*Verilen metin*.
KÜRESEL iklim değişikliği etkisinin son yıllarda daha fazla hissedilmeye başlandığı Türkiye'de, 1 Ekim 2022- 31 Ocak 2023 dönemini kapsayan 2023 su yılı yağışları, 1991-2020 yılları ortalamasına göre yüzde 42, geçen yıla göre ise yüzde 41 altında gerçekleşti.
İzmir Katip Çelebi Üniversitesi (İKÇÜ) Orman Fakültesi Dekanı Prof. Dr. Derya Eşen, "Bu yıl son 63 yılın en kurak dönemini yaşandığını görüyoruz. 3-5 yıl içinde spor müsabakaları haricinde yüzme havuzlarının, süs havuzlarının yasaklanabileceğini ya da hanelere su kotasının koyulma zorunluluğu doğabileceğini düşünüyorum" dedi.

*Yapılacak iş*. Kuraklıkla ilgili metni "KÜRESEL iklim değişikliği" sözlerinin geçtiği yerden başlatıp "41 altında gerçekleşti." sözlerinden sonra bitirerek yeniden yaz. Bu bölümde "yüzde 42" yerine "yüzde 45" koyarak düzenle.

(Veri kayıtları)
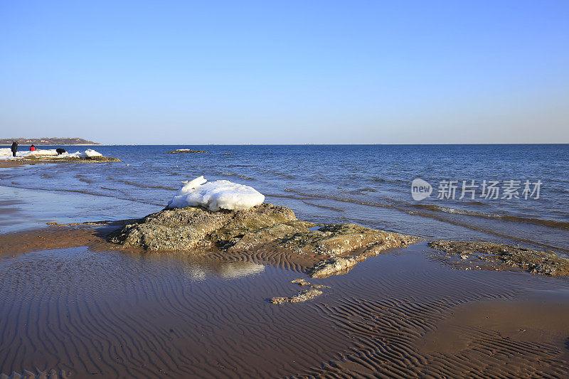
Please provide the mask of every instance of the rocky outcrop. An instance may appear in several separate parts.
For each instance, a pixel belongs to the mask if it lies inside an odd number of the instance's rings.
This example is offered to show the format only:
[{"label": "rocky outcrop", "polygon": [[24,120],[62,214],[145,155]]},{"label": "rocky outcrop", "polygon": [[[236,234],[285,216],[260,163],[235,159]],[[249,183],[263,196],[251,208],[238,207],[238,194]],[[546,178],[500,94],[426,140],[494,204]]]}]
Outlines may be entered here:
[{"label": "rocky outcrop", "polygon": [[569,275],[569,259],[552,251],[482,242],[436,241],[429,242],[428,245],[449,256],[457,255],[467,262],[482,262],[493,269],[514,267],[532,274],[552,277]]},{"label": "rocky outcrop", "polygon": [[190,153],[207,153],[203,150],[190,150],[189,149],[180,149],[178,150],[172,150],[171,151],[166,151],[167,154],[190,154]]},{"label": "rocky outcrop", "polygon": [[263,203],[246,210],[164,209],[117,230],[110,240],[151,251],[216,249],[238,252],[262,248],[312,255],[321,257],[314,262],[324,262],[309,273],[324,277],[345,272],[381,250],[417,240],[355,224],[321,225],[302,221],[288,208]]},{"label": "rocky outcrop", "polygon": [[273,297],[271,299],[271,303],[274,304],[282,304],[282,303],[302,303],[307,300],[314,299],[317,296],[322,294],[322,292],[319,289],[311,288],[304,291],[299,291],[298,294],[290,297]]}]

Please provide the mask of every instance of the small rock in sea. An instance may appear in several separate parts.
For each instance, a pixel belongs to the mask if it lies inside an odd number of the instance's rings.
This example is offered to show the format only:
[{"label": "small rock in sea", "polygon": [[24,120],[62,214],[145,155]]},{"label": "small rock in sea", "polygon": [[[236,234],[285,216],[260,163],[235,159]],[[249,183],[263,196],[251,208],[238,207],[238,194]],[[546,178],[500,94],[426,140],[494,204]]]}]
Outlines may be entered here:
[{"label": "small rock in sea", "polygon": [[[552,251],[540,251],[520,247],[519,245],[493,242],[436,241],[429,247],[447,255],[459,255],[462,258],[468,253],[480,253],[479,257],[490,263],[494,269],[504,266],[524,269],[532,274],[548,276],[569,275],[569,259]],[[464,259],[464,258],[463,258]],[[477,266],[477,268],[479,268]]]}]

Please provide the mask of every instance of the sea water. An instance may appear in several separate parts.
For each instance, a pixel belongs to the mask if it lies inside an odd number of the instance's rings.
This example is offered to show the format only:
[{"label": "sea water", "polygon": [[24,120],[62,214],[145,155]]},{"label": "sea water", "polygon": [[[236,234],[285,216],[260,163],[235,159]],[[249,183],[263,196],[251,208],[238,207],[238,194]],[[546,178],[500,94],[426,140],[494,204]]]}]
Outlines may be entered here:
[{"label": "sea water", "polygon": [[[208,152],[166,154],[178,149]],[[0,169],[0,208],[13,209],[0,217],[0,233],[48,221],[142,217],[164,208],[182,181],[203,175],[250,186],[265,202],[289,207],[302,220],[569,252],[567,144],[95,149],[122,162]],[[413,196],[415,179],[427,184],[415,188]]]}]

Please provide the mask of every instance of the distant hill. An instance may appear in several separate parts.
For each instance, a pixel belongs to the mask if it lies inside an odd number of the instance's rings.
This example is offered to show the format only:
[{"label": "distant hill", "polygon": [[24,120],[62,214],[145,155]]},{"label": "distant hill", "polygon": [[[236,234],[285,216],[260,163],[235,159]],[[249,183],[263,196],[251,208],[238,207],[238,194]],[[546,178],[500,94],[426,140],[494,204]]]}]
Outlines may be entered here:
[{"label": "distant hill", "polygon": [[21,145],[100,145],[97,142],[87,141],[83,138],[3,138],[0,139],[0,145],[11,145],[12,142],[18,141]]}]

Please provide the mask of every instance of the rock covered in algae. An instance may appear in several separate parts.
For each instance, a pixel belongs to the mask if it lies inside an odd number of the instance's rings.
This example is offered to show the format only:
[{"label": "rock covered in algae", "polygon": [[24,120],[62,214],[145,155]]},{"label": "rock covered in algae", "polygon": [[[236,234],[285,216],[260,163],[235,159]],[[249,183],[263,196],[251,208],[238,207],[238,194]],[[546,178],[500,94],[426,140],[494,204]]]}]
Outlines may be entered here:
[{"label": "rock covered in algae", "polygon": [[282,304],[282,303],[301,303],[314,299],[317,296],[322,294],[322,292],[319,289],[312,288],[304,291],[300,291],[298,294],[290,297],[273,297],[271,299],[271,303],[274,304]]},{"label": "rock covered in algae", "polygon": [[490,264],[495,269],[516,267],[532,274],[549,276],[569,275],[569,259],[552,251],[526,249],[512,245],[493,242],[435,241],[429,247],[465,260],[472,256]]},{"label": "rock covered in algae", "polygon": [[223,249],[248,233],[294,220],[292,210],[272,204],[216,212],[201,207],[164,209],[118,230],[110,240],[153,251]]},{"label": "rock covered in algae", "polygon": [[[312,230],[317,226],[321,227]],[[417,239],[355,224],[319,225],[297,220],[288,208],[263,203],[245,210],[164,209],[117,230],[110,240],[152,251],[215,248],[235,252],[270,248],[320,255],[324,262],[309,274],[325,277],[346,271],[381,250],[404,247]]]}]

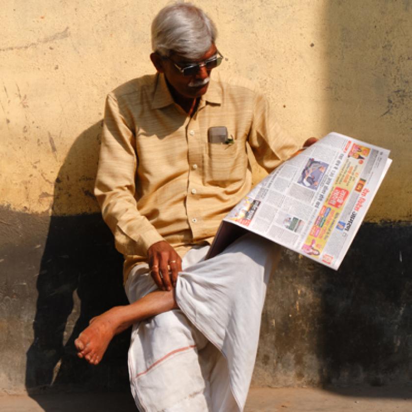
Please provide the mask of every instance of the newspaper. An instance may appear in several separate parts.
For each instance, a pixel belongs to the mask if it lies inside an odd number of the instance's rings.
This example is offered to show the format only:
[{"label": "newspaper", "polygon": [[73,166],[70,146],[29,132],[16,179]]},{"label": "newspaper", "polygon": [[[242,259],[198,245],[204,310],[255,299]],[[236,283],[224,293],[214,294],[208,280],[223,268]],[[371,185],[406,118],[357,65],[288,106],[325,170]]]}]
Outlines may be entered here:
[{"label": "newspaper", "polygon": [[391,162],[331,133],[283,163],[223,219],[206,258],[250,231],[337,270]]}]

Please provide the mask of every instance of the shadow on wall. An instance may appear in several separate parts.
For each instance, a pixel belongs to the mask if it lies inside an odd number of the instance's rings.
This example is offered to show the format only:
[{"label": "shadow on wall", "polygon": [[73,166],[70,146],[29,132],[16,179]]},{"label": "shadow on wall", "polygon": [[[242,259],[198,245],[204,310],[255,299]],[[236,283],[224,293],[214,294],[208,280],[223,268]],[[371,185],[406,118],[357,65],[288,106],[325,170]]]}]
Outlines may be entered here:
[{"label": "shadow on wall", "polygon": [[[53,213],[36,285],[34,340],[27,352],[29,393],[63,386],[77,390],[129,387],[129,331],[113,339],[97,366],[78,359],[74,345],[93,316],[127,302],[122,285],[123,258],[114,249],[100,214],[61,213],[68,209],[67,202],[77,205],[84,196],[92,196],[102,124],[94,125],[77,139],[56,180]],[[79,161],[81,153],[88,154],[87,164]]]}]

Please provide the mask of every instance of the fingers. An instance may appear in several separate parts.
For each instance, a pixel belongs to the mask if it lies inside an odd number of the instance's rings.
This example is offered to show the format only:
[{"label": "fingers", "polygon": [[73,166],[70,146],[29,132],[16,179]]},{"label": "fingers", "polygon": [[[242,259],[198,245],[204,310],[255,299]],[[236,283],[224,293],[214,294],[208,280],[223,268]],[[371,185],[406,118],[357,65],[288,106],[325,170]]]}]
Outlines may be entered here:
[{"label": "fingers", "polygon": [[172,284],[173,287],[176,287],[176,282],[178,280],[178,274],[181,271],[181,259],[180,257],[177,256],[175,259],[169,261],[170,267],[170,274],[172,277]]},{"label": "fingers", "polygon": [[160,273],[159,271],[159,266],[157,265],[152,265],[149,273],[152,276],[152,277],[154,281],[154,283],[156,283],[157,287],[158,287],[160,290],[163,290],[163,284],[162,278],[160,277]]},{"label": "fingers", "polygon": [[154,243],[148,249],[150,274],[161,290],[171,290],[176,285],[178,274],[181,270],[181,259],[167,242]]},{"label": "fingers", "polygon": [[318,141],[316,137],[309,137],[304,144],[304,147],[309,147],[311,146],[313,143],[315,143]]},{"label": "fingers", "polygon": [[170,282],[170,276],[169,273],[169,254],[167,256],[162,255],[159,267],[163,280],[163,290],[171,290],[172,283]]}]

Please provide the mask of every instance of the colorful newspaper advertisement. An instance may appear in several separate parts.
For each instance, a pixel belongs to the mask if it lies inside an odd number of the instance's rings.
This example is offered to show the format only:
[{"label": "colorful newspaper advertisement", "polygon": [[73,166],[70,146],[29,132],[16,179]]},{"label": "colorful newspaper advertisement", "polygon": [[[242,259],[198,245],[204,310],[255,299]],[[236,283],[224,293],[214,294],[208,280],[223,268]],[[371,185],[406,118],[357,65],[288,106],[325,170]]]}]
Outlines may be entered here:
[{"label": "colorful newspaper advertisement", "polygon": [[224,219],[212,257],[250,231],[337,270],[391,160],[389,151],[331,133],[284,162]]}]

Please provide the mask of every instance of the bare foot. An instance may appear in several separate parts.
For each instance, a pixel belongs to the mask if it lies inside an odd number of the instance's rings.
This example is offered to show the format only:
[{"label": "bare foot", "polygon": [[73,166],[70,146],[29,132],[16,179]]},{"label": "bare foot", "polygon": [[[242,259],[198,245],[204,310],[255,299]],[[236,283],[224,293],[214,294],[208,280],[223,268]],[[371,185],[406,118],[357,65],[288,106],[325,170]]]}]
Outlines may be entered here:
[{"label": "bare foot", "polygon": [[94,317],[89,326],[75,341],[77,356],[97,365],[101,360],[113,337],[122,331],[121,307],[113,308]]}]

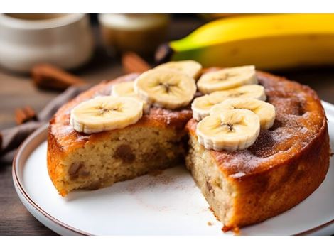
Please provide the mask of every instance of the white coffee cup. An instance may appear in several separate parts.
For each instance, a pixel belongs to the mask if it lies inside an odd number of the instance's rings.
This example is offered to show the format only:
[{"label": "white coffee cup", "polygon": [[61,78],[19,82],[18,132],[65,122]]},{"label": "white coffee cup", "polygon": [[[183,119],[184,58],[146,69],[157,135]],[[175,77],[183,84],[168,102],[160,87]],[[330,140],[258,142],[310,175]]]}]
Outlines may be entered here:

*Sonuç*.
KÜRESEL iklim değişikliği etkisinin son yıllarda daha fazla hissedilmeye başlandığı Türkiye'de, 1 Ekim 2022- 31 Ocak 2023 dönemini kapsayan 2023 su yılı yağışları, 1991-2020 yılları ortalamasına göre yüzde 45, geçen yıla göre ise yüzde 41 altında gerçekleşti.